*The problem:*
With the entries below as the source, tally the lines that contain the string "positive" and give the number only.

Collected data entries:

☆ ☆ ☆

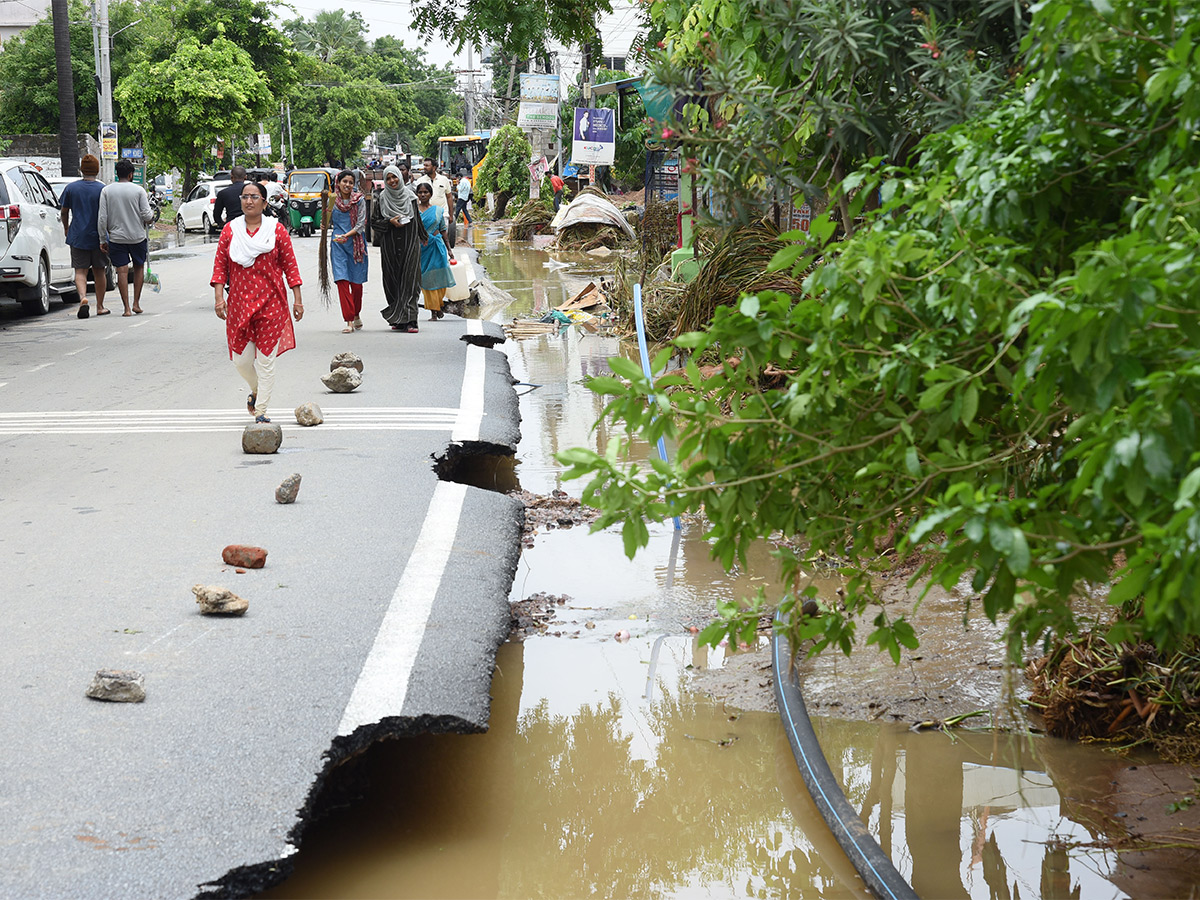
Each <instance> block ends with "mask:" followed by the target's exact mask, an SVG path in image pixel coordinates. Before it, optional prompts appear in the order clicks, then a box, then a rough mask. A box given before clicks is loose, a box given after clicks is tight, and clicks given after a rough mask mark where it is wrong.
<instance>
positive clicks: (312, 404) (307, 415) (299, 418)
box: [296, 403, 325, 427]
mask: <svg viewBox="0 0 1200 900" xmlns="http://www.w3.org/2000/svg"><path fill="white" fill-rule="evenodd" d="M323 421H325V416H324V414H323V413H322V412H320V407H319V406H317V404H316V403H301V404H300V406H298V407H296V425H304V426H305V427H307V426H310V425H320V424H322V422H323Z"/></svg>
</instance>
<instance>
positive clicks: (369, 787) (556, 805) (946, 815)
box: [263, 229, 1130, 900]
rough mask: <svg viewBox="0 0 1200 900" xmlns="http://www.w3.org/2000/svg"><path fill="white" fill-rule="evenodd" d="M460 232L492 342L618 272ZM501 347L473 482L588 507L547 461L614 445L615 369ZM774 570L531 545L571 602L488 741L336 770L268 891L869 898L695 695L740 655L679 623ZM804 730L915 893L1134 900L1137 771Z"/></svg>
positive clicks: (731, 723) (847, 734) (923, 738)
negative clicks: (739, 567)
mask: <svg viewBox="0 0 1200 900" xmlns="http://www.w3.org/2000/svg"><path fill="white" fill-rule="evenodd" d="M472 238H473V239H474V240H475V245H476V247H478V248H479V251H480V258H481V263H482V264H484V265H485V268H486V269H487V271H488V274H490V276H491V278H492V280H493V281H494V282H496V284H497V286H498V287H499V288H502V289H504V290H506V292H509V293H510V294H512V295H514V296H515V298H516V300H515V302H514V304H511V305H509V306H505V307H496V308H485V310H482V314H485V316H487V317H490V318H492V319H493V320H497V322H506V320H509V319H511V318H512V317H516V316H524V314H529V313H530V312H532V311H535V310H545V308H546V307H547V305H551V306H553V305H557V304H559V302H562V301H564V300H566V299H569V296H571V295H572V294H574V293H575V292H577V290H578V289H580V288H581V287H582V286H583V284H586V283H587V281H588V280H592V278H594V277H596V276H599V275H601V274H604V272H605V271H606V270H605V269H600V268H599V266H598V264H596V263H588V262H582V260H583V259H587V258H586V257H581V258H578V259H577V260H575V262H570V260H566V262H568V265H565V266H564V265H562V264H560V262H563V260H552V258H551V256H550V254H548V253H546V252H544V251H540V250H534V248H532V247H530V246H529V245H511V246H510V245H508V244H504V242H502V241H500V240H499V238H500V235H499V232H498V230H496V229H492V230H487V232H484V230H482V229H475V234H473V235H472ZM503 349H504V350H505V352H506V353H508V355H509V359H510V365H511V367H512V372H514V376H515V377H516V378H517V379H518V380H520V382H521V385H518V388H517V390H518V391H521V392H522V400H521V413H522V416H523V420H522V424H521V431H522V436H523V437H522V443H521V446H520V450H518V456H517V461H516V464H515V467H514V468H512V469H511V470H505V472H497V473H493V474H491V475H486V476H484V478H482V480H485V481H486V480H487V478H494V480H496V484H497V486H502V487H506V486H508V485H509V484H510V482H511V480H512V479H514V476H515V479H516V481H518V482H520V486H521V487H522V488H524V490H527V491H530V492H534V493H538V494H546V493H550V492H551V491H552V490H556V488H562V490H566V491H568V492H569V493H571V494H572V496H578V493H580V491H581V487H582V485H580V484H578V482H565V484H564V482H563V481H562V478H560V467H559V466H558V463H556V462H554V460H553V455H554V454H556V452H558V451H559V450H564V449H566V448H570V446H581V445H582V446H593V448H598V446H602V445H604V442H605V439H606V433H605V430H604V427H602V426H601V427H599V428H594V427H593V426H594V424H595V421H596V419H598V415H599V412H600V408H601V404H600V402H599V401H598V400H596V398H595V397H594V396H593V395H590V394H589V392H588V391H587V390H586V389H584V388H583V386H582V380H583V379H584V378H586V377H587V376H589V374H599V373H602V372H606V371H607V366H606V360H607V359H608V358H610V356H612V355H616V354H620V353H623V352H624V350H623V349H622V347H620V346H619V343H618V342H617V341H616V340H614V338H611V337H604V336H598V335H592V334H587V332H584V331H582V330H578V329H568V330H566V331H565V332H564V334H562V335H551V336H541V337H536V338H529V340H524V341H520V342H515V341H510V342H508V344H505V346H504V347H503ZM770 562H772V560H770V558H769V556H768V554H767V551H766V548H764V550H763V551H762V552H761V553H758V554H755V556H754V557H752V558H751V559H750V563H749V566H748V569H746V570H745V571H738V572H736V574H733V575H727V574H726V572H724V571H722V570H721V569H720V568H719V566H718V565H716V564H715V563H713V562H712V560H710V558H709V554H708V548H707V545H706V544H704V541H703V539H702V535H701V534H700V532H698V528H697V527H696V526H695V523H685V524H684V529H683V532H682V533H679V534H677V533H676V532H674V530H673V529H672V527H671V524H670V523H667V524H666V526H656V527H653V528H652V538H650V545H649V547H648V548H647V550H646V551H643V552H642V553H640V554H638V556H637V558H635V559H634V560H628V559H626V558H625V557H624V553H623V551H622V540H620V535H619V534H617V533H608V532H605V533H600V534H594V535H589V534H587V532H586V528H581V527H575V528H553V529H550V530H544V532H541V533H540V534H538V535H536V536H535V539H534V546H533V547H532V548H527V550H526V551H524V553H523V557H522V562H521V565H520V569H518V571H517V575H516V580H515V583H514V587H512V593H511V600H512V601H520V600H523V599H526V598H529V596H532V595H534V594H538V593H546V594H551V595H554V596H556V598H558V599H559V600H562V602H554V604H552V606H553V608H554V614H553V618H551V619H550V620H548V624H547V628H546V630H545V632H542V634H536V635H533V636H530V637H528V638H527V640H526V641H524V642H523V643H508V644H505V646H504V647H502V648H500V652H499V654H498V659H497V662H498V668H497V672H496V678H494V683H493V692H492V696H493V704H492V718H491V728H490V731H488V733H486V734H473V736H458V734H449V736H426V737H421V738H416V739H406V740H391V742H386V743H383V744H379V745H377V746H374V748H372V749H371V750H368V751H367V752H366V754H364V755H362V756H361V757H360V758H358V760H355V761H353V762H352V763H348V764H347V766H346V767H343V769H342V770H341V772H338V773H337V774H335V776H332V778H331V779H330V781H329V784H328V785H326V788H325V791H324V792H323V794H322V797H320V798H319V799H318V803H317V816H316V818H314V821H313V822H312V823H311V824H308V827H307V828H306V829H305V832H304V834H302V844H301V848H300V852H299V853H298V854H296V857H295V858H294V862H295V872H294V875H292V877H289V878H288V880H287V881H286V882H284V883H282V884H281V886H278V887H277V888H275V889H274V890H271V892H268V893H266V894H264V895H263V896H270V898H331V896H337V898H533V896H547V898H572V896H608V898H659V896H661V898H751V896H754V898H760V896H766V898H860V896H869V894H868V892H866V889H865V888H864V886H863V882H862V881H860V878H859V877H858V876H857V874H856V872H854V870H853V868H852V866H851V864H850V863H848V862H847V859H846V857H845V856H844V854H842V852H841V851H840V848H839V847H838V845H836V844H835V841H834V838H833V836H832V834H830V833H829V830H828V828H827V827H826V826H824V823H823V822H822V820H821V818H820V816H818V815H817V812H816V810H815V808H814V806H812V803H811V802H810V799H809V797H808V792H806V791H805V788H804V785H803V782H802V780H800V778H799V774H798V770H797V767H796V763H794V761H793V757H792V752H791V750H790V748H788V744H787V740H786V737H785V732H784V728H782V726H781V724H780V720H779V716H778V714H776V713H774V712H769V710H762V712H755V710H749V712H748V710H743V709H739V708H734V707H733V706H731V704H728V703H722V702H720V701H715V700H713V698H710V697H709V696H707V695H706V694H703V692H700V691H697V690H696V689H695V688H694V684H695V680H694V679H695V676H696V674H697V673H701V672H704V671H708V670H714V668H720V667H722V666H725V665H726V664H727V661H728V660H727V658H726V654H725V653H724V652H722V650H708V649H703V648H700V647H697V646H696V641H695V637H694V635H692V634H690V632H689V630H688V629H689V626H691V625H703V624H704V623H706V622H707V620H708V617H709V614H710V612H712V610H713V607H714V605H715V601H716V600H718V599H728V598H736V596H743V595H746V594H750V593H752V592H754V590H755V589H756V588H757V587H760V586H764V587H770V575H772V571H773V570H772V565H770ZM618 631H629V632H630V637H629V640H625V641H618V640H614V635H616V634H617V632H618ZM864 652H865V653H874V650H872V649H866V650H864ZM739 677H740V678H742V679H743V680H745V682H746V684H748V686H749V688H750V689H751V690H758V691H760V692H761V694H763V695H766V694H767V689H769V686H770V677H772V673H770V668H769V667H764V666H762V665H761V664H757V665H754V666H749V667H746V666H743V668H742V673H740V676H739ZM964 712H966V710H964ZM815 726H816V730H817V733H818V736H820V738H821V742H822V748H823V750H824V752H826V756H827V757H828V760H829V762H830V764H832V767H833V769H834V772H835V774H839V775H840V778H841V780H842V784H844V786H845V788H846V792H847V796H848V797H850V800H851V803H852V804H853V805H854V808H856V809H858V810H860V811H862V815H863V818H864V821H866V822H868V824H869V827H870V829H871V833H872V834H875V835H876V838H877V839H878V840H880V841H881V844H882V845H883V848H884V850H886V851H887V852H888V853H889V854H890V857H892V858H893V860H894V862H895V864H896V866H898V868H899V870H900V871H901V874H902V875H904V876H905V877H906V878H908V880H911V882H912V883H913V886H914V888H916V890H917V893H918V894H919V895H920V896H923V898H974V899H978V900H990V899H991V898H1018V896H1020V898H1037V896H1042V898H1072V896H1074V898H1087V900H1105V899H1106V898H1121V896H1126V895H1127V893H1126V892H1124V890H1123V889H1122V888H1121V887H1118V884H1121V883H1122V881H1121V878H1122V872H1121V871H1120V870H1121V864H1120V862H1118V860H1117V858H1116V856H1115V853H1112V852H1110V851H1105V850H1103V848H1102V847H1103V846H1104V841H1103V840H1102V839H1103V838H1104V835H1105V829H1106V828H1108V827H1110V823H1109V822H1108V820H1106V818H1105V814H1104V796H1105V793H1106V790H1108V785H1109V784H1111V782H1112V781H1114V779H1115V778H1116V776H1117V772H1118V770H1121V769H1126V768H1128V767H1129V766H1130V761H1129V760H1127V758H1122V757H1116V756H1114V755H1111V754H1105V752H1102V751H1099V750H1097V749H1091V748H1086V746H1079V745H1074V744H1067V743H1063V742H1056V740H1050V739H1044V738H1027V737H1015V736H1008V734H992V733H971V732H956V733H954V734H953V736H952V734H947V733H941V732H935V733H922V734H916V733H911V732H908V731H907V730H906V728H905V727H902V726H899V725H895V724H889V722H883V721H876V722H862V721H845V720H839V719H832V718H818V719H816V720H815ZM1097 841H1099V845H1098V846H1093V845H1096V842H1097Z"/></svg>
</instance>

☆ ☆ ☆

*Written answer:*
3